━━ TEXT SHOWN ━━
Anderson will only get about three days of practising on the new board before the world championships, and admits that he probably won’t have mastered the new design by those events. Still, he says it’s the only way to be competitive with the Swiss riders in the Alpine events.

"I feel good in the alpine events, but this is going to be a huge change for me. It’s a change that’s probably more than overdue, but everyone is going to have to make an adjustment. Anytime you’re up against a Swiss in the final (rounds) you’re going to get annihilated, even if you do everything perfectly. It’s that big a difference.

"I’m really excited for the world championships. I’ve been getting good results in every discipline, and I’m hoping to be able to do the same in Whistler, provided I can get used to (the new board) in time.

"Three days on equipment this different is not enough, but I’ll make do. Having experience will help."

Although the world championships only happen every two years and are one of the rare events when all of the World Cup disciplines are held together at one venue, Anderson said he doesn’t feel any pressure. The only difference between a world championship and a World Cup is the way athletes are treated during the event, and the fact that there’s no prize money up for grabs – just serious bragging rights.

"It’s a mini Olympics, the conditions are always perfect, and everyone is a little more excited, but there’s no money and no points, so there’s no pressure in that aspect. You want to do well for your country and your sponsors, so you go out and do the best you can, but at the end it still has to be fun for us," said Anderson.

"Every time I start putting pressure on myself, I have to remind myself to have fun. I’ve had a lot of good years so far, and a good start this year, but as long as I don’t totally choke in my mind I always do well. I’m 29, and I won my first World Cup when I was 18, so I’ve been doing this for a while.

"I still really look forward to race days, because you know someone spent a lot of time getting the course ready just for you, and the conditions are as good as they can be, and all you have to do is put your head down and race."

Anderson is well-supported at this stage in his career, with sponsorships from Nokia, Carrera, Columbia Sportswear, Mont Tremblant and Coiler Snowboards, among others. Nokia, which is also one of the main World Championship sponsors, is his headline sponsor, and even organized a contest during the World championships where the first of five finalists to find Jasey-Jay through a series of Instant Messaging clues will earn $10,000.

He’s also well-supported by the Canadian Snowboard Federation, which he says is doing the best job it can with limited funding.
━━━
━━ EXTRACTED ENTRIES ━━
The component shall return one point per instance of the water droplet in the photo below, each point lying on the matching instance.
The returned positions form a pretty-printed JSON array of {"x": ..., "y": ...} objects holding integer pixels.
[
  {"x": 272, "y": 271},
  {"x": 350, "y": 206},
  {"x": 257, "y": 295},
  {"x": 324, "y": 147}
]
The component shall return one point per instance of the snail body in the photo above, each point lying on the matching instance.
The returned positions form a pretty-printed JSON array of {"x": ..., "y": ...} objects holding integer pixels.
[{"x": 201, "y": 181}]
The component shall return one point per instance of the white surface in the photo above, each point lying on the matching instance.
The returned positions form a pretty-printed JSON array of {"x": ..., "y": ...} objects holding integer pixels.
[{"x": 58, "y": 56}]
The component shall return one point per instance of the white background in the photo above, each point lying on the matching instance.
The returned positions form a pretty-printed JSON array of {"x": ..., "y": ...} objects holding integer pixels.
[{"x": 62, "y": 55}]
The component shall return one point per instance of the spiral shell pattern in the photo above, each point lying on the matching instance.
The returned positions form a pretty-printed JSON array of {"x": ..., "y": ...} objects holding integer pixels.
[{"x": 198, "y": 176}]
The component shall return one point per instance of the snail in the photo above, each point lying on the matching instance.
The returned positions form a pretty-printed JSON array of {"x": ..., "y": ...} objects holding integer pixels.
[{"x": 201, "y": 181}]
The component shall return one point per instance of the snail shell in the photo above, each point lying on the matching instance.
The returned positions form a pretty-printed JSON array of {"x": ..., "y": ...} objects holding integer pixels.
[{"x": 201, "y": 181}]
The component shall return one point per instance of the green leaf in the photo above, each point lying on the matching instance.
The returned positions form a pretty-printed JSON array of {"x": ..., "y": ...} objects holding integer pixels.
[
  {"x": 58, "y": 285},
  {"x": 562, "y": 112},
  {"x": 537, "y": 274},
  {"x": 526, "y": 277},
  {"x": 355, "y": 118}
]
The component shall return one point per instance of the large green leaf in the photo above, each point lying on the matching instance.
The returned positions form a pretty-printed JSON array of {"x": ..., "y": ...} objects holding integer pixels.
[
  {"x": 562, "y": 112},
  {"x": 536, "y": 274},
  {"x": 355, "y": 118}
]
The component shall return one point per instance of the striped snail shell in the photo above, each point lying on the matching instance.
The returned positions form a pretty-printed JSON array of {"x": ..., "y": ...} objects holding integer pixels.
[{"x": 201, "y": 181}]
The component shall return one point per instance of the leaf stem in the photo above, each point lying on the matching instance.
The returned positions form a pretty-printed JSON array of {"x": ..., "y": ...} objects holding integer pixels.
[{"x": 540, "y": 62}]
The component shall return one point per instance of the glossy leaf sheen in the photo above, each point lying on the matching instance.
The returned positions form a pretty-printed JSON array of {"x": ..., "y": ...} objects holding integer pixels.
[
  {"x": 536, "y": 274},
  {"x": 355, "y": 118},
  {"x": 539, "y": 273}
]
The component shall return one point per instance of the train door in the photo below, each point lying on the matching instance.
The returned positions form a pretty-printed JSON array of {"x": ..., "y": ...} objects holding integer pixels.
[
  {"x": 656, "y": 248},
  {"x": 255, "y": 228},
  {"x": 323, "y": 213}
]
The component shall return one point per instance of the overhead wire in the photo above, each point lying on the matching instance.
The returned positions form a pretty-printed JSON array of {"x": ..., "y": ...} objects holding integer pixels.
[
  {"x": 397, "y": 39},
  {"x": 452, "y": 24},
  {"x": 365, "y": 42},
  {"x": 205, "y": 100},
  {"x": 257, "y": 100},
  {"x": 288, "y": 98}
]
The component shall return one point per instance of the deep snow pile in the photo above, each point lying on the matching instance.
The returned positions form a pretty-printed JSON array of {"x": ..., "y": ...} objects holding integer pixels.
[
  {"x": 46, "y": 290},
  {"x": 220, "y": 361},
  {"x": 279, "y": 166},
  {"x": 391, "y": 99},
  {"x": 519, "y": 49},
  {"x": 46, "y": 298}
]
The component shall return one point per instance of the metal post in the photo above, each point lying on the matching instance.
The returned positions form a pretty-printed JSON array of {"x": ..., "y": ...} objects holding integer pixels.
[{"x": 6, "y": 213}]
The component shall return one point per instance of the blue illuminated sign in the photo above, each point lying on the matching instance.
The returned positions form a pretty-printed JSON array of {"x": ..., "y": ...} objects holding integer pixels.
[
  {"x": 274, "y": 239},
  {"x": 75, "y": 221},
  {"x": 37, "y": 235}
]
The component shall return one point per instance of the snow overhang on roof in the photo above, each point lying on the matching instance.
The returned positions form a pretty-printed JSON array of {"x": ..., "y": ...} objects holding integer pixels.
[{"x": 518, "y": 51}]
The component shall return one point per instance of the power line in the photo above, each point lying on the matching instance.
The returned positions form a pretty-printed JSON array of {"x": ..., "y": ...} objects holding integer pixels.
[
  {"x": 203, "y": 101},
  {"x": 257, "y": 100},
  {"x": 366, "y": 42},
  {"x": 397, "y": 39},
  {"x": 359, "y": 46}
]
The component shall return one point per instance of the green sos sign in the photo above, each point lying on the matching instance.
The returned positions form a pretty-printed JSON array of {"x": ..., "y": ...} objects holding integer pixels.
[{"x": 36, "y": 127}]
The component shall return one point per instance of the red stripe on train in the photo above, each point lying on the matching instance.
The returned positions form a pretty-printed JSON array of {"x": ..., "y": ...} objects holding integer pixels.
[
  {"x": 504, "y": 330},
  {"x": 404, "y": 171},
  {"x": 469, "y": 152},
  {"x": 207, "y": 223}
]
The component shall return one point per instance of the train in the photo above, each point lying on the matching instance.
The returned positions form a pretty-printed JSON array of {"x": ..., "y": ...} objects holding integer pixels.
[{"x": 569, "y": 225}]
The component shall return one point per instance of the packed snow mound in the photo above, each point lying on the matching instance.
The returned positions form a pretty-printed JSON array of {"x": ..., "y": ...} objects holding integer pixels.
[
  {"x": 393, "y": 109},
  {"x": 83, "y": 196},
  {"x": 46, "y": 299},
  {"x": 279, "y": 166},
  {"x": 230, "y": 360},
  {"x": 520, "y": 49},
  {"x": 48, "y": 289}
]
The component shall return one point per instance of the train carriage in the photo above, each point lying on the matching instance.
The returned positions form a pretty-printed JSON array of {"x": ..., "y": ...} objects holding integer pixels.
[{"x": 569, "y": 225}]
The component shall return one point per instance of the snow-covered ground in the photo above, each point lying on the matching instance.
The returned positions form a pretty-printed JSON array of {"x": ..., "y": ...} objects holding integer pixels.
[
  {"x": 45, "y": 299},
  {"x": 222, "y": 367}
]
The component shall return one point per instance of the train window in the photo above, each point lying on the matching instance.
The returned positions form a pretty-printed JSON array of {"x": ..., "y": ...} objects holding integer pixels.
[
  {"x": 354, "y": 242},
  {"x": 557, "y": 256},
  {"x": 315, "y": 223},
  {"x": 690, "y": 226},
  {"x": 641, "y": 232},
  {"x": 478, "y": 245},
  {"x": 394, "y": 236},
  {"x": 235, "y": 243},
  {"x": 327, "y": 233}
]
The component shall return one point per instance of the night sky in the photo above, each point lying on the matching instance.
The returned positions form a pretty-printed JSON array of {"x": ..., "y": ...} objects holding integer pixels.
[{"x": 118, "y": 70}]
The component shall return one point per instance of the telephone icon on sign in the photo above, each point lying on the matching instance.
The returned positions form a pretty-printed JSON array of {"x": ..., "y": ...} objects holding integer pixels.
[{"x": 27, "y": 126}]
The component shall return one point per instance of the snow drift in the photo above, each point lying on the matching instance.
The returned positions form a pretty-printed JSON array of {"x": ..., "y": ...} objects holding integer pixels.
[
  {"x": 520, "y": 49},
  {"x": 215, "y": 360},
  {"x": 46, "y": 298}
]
━━━
:: TASKS FOR THIS EXERCISE ::
a: Count how many lines of the records contain the word "green", and reply with that number alone.
b: Write what comes next in the text about Anderson's snowboard racing, picking up after its last sentence.

:: WRITTEN RESPONSES ::
a: 3

b:
"I’m getting great support, although it’s all relative to the sport and where the sport is at. If we’re looking to have a budget of $2 million or $3 million a year like skiing, we’re dreaming," said Anderson. "(The CSF) doesn’t have enough people in the office to even organize one World Cup, and they’re doing everything, running the team, the events, the sponsors. They’re overworked, but they’re doing a good job supporting us. We’ve got the quality we need in the people, now we need some quantity there.

"We haven’t gotten to the level yet of other sports where athletes can ignore all the little extra exterior pressures of money that affect their performances, but getting to that level will be nice. It probably won’t happen in my career, but it will be a good thing when it does.

"It’s still a new sport, there have only been World Cup events for 10 years, and there are a lot of sports to compete with.

"Right now the industry is more focused on style than performance, although that’s changing with the Olympics."

Anderson hasn’t put too much thought into when he’d like to retire, and likely won’t even consider it until after the 2006 Winter Olympics in Torino, Italy.

"Also 2010 is a huge carrot for me. I’d love to compete in the Olympics in my own country," he said. "There are other things to consider. I have another child coming in May, and I’d like to spend some time at home. Travelling is really what kills me – one day I’ll step off a plane and say that’s it, that’s why I’ll stop. I love being in Europe but I hate travelling there.

"One day I’d also like to just get a good day of freeriding at Whistler, instead of showing up there to race and getting back on the road. Or go to Europe, because you’re never in one place long enough to appreciate it. I’d like to get more freeriding in – if you don’t mix it up, do different sports, I think that’s when you get burned out. You need to step away from what you do sometimes, get in a good day of freeriding or a good day of mountain biking, because you appreciate it when you get back to it.

"I’ve been doing this for long enough that I don’t need as much on-snow training, I spend my summers riding my mountain bike and in the gym working on my fitness. You can’t go riding 365 days of the year."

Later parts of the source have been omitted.